### [TEXTE À LIRE]
________________________

Est-il aussi évident qu'il faut restituer aux nobles polonais et hongrois les châteaux et leurs milliers d'hectares nationalisés par les communistes et en déposséder ceux qui y travaillent, y logent et se souviennent que ce sont leurs ancêtres asservis qui ont contribué à la richesse et à l'arrogance des premiers?

Mais est-il aussi évident que doit être restitué à un peuple qui se dit élu une terre qui lui aurait été promise par un dieu irascible il y à 3000 ans. Terre dont ce peuple qui émigra clandestinement d’Égypte chassèrent sans scrupule les Cananéens de ce qu'ils considéraient comme leur pays. Terre qui ensuite a été inféodée aux Romains, aux Arables, aux Turcs puis aux Anglais qui...

 

En ce qui concerne les artéfacts d'Afrique centrale ( où les concepts d’œuvres d'art et d'artistes  n'avaient aucun sens), la perspective de leur restitution soulève quelques autres questions:

- A qui faudrait-il restituer les œuvres? A l'époque où elles ont été achetées, bradées, volées ou pillées, le Congo n'existait pas et il n'avait pas de président ni de ministère de la culture. Faut-il dès lors les rendre aux descendants des chefs coutumiers dont ils symbolisaient le pouvoir, ou des sorciers et artisans qui les ont fabriqués ou de

- Quels objets faudrait-il restituer? Car parlent-ils de la même chose, ceux qui évoquent un masque sacré, craint pour son pouvoir magique, que l'initié ne pouvait qu'à peine entrevoir de nuit lors de rituels sacrés... ceux qui contemplent en baillant, dans des chambres blanches et aseptisées, une juxtaposition de curiosités critiquées pour leurs aberrations formelles et leurs dissonances chromatiques ...et ceux qui y voient placements financiers et objets de spéculation? Il est un fait que ce qui a été volé, c'est une âme, une ouverture au cosmos holistique, l'objet matériel n'étant plus qu'un squelette que la société capitaliste nécrophage embaume dans ses musées-cimétières.

________________________

### [TRAVAIL À FAIRE]
#1 Extrayez du texte sur la restitution le passage qui s'ouvre sur les mots contenant « Est-il aussi évident qu'il » et se termine par « l'arrogance des premiers? ».
#2 Répondez aux questions suivantes à partir du texte sur la restitution.
(a) Par qui les châteaux des nobles polonais et hongrois ont-ils été nationalisés ?
(b) Quel peuple a été chassé de son pays par le peuple qui émigra clandestinement d'Égypte ?
(c) Quel pays n'existait pas à l'époque où les œuvres ont été achetées, bradées, volées ou pillées ?

### [Données extraites d'une collection]
________________________

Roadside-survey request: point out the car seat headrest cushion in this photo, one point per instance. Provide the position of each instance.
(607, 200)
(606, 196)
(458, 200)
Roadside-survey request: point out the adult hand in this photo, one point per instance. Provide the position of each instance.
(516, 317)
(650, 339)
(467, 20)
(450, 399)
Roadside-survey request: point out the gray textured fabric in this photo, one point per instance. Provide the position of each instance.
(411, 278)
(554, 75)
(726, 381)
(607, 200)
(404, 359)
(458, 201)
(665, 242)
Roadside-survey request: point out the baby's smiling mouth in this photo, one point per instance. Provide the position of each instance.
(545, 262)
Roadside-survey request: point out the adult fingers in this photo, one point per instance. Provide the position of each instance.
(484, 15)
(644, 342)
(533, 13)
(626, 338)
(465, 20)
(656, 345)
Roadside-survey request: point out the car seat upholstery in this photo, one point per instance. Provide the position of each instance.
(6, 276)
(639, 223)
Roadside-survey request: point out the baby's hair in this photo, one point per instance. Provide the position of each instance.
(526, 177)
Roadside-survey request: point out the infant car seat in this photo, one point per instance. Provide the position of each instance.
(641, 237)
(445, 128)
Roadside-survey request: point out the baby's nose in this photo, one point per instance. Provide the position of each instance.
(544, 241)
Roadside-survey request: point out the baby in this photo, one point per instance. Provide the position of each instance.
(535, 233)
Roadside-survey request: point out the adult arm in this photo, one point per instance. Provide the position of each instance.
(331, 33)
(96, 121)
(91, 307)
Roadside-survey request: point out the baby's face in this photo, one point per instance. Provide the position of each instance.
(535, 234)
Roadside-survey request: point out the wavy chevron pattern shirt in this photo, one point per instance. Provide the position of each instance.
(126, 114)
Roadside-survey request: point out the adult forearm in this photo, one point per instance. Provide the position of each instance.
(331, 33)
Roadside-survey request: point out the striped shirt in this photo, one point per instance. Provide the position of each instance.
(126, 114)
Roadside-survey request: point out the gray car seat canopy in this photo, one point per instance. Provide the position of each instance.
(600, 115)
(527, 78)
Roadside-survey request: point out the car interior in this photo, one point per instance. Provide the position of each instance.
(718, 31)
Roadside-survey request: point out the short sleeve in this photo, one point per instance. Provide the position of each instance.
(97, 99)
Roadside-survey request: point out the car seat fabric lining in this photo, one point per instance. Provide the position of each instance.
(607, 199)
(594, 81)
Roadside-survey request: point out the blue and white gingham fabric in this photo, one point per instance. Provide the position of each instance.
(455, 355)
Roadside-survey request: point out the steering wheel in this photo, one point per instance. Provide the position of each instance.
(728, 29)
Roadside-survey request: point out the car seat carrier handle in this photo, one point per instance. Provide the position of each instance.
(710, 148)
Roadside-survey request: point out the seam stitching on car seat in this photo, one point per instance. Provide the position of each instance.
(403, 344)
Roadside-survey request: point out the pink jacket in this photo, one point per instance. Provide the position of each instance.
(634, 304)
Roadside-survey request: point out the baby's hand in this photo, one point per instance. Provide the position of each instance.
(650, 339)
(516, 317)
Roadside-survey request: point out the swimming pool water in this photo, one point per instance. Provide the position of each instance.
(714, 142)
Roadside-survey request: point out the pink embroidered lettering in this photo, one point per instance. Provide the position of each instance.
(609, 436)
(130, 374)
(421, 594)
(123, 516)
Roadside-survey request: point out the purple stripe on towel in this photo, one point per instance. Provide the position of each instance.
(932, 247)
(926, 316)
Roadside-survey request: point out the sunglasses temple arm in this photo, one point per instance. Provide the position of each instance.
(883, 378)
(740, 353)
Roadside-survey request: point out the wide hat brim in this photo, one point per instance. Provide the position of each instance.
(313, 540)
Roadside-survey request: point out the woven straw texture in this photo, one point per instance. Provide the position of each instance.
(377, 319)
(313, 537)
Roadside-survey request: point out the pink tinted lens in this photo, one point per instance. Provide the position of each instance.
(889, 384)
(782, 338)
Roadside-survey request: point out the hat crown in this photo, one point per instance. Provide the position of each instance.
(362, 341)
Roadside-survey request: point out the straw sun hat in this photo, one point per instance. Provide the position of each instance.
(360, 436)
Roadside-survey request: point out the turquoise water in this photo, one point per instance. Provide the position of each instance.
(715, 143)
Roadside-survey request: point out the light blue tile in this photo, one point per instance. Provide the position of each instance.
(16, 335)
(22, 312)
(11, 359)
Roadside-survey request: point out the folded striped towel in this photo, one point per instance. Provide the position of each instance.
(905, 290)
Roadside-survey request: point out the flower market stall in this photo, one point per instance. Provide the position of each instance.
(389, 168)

________________________

### [CORRIGÉ]
#1
Est-il aussi évident qu'il faut restituer aux nobles polonais et hongrois les châteaux et leurs milliers d'hectares nationalisés par les communistes et en déposséder ceux qui y travaillent, y logent et se souviennent que ce sont leurs ancêtres asservis qui ont contribué à la richesse et à l'arrogance des premiers?

#2
(a) Par les communistes.
(b) Les Cananéens.
(c) Le Congo.